:: Goal ::
Reproduce the following passage about deputy McPherson's handling of Fratianno word for word and in full.

:: Text provided ::
Back in L.A., McPherson got a phone call from WITSEC chief Howard Safir. “I want you to personally handle Fratianno,” he announced. “I’m not putting you in charge of him just because he asked for you. I think you’re the only guy who can handle him.”
One of McPherson’s first assignments was to sneak Fratianno into New York City so he could help federal prosecutors there decipher some twelve thousand wiretapped conversations between mobsters. Their bantering was confusing because they referred to each other by nicknames and frequently used unfamiliar mob terms or spoke in Italian. McPherson hid Fratianno in a mothballed World War II women’s barracks at Fort Hamilton, an army base on the Brooklyn waterfront. It was only a short distance from where crime bosses Joseph Colombo and Frank “Funzi” Tieri lived. “Don’t you know there are twenty-five hundred made guys in New York?” Fratianno asked the deputy. “We’re sitting right in the center of their camp!” McPherson wasn’t worried.
“I knew wiseguys,” he said later, “and I knew
they were not going to come onto a military installation and whack a guy. Terrorists might, but not wiseguys—at least not back in 1978.”

:: Records ::
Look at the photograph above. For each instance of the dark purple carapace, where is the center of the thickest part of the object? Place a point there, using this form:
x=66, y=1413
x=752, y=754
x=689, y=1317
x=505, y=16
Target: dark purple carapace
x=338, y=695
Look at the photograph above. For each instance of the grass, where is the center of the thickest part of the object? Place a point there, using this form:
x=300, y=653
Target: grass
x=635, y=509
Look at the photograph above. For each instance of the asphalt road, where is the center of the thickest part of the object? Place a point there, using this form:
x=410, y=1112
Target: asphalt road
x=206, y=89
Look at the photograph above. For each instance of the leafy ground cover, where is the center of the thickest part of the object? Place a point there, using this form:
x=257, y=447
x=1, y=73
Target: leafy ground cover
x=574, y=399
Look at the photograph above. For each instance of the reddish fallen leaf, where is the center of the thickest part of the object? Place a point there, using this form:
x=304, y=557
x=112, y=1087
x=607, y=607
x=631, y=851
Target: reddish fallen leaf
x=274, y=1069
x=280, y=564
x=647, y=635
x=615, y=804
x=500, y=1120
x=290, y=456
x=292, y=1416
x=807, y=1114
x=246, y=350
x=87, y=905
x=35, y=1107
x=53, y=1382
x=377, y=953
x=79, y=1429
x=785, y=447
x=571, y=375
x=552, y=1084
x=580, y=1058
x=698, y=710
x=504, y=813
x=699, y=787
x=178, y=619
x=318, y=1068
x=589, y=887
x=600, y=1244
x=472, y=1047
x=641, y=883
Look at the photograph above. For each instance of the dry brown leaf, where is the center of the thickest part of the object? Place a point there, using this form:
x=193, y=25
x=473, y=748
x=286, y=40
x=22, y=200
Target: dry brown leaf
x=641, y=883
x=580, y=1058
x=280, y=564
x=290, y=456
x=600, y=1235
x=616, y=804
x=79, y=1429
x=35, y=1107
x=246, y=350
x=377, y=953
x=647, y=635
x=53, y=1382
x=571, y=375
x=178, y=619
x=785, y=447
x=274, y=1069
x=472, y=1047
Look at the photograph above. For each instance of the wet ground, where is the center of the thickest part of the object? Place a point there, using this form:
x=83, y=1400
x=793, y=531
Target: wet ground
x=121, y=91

:: Full output ::
Back in L.A., McPherson got a phone call from WITSEC chief Howard Safir. “I want you to personally handle Fratianno,” he announced. “I’m not putting you in charge of him just because he asked for you. I think you’re the only guy who can handle him.”
One of McPherson’s first assignments was to sneak Fratianno into New York City so he could help federal prosecutors there decipher some twelve thousand wiretapped conversations between mobsters. Their bantering was confusing because they referred to each other by nicknames and frequently used unfamiliar mob terms or spoke in Italian. McPherson hid Fratianno in a mothballed World War II women’s barracks at Fort Hamilton, an army base on the Brooklyn waterfront. It was only a short distance from where crime bosses Joseph Colombo and Frank “Funzi” Tieri lived. “Don’t you know there are twenty-five hundred made guys in New York?” Fratianno asked the deputy. “We’re sitting right in the center of their camp!” McPherson wasn’t worried.
“I knew wiseguys,” he said later, “and I knew
they were not going to come onto a military installation and whack a guy. Terrorists might, but not wiseguys—at least not back in 1978.”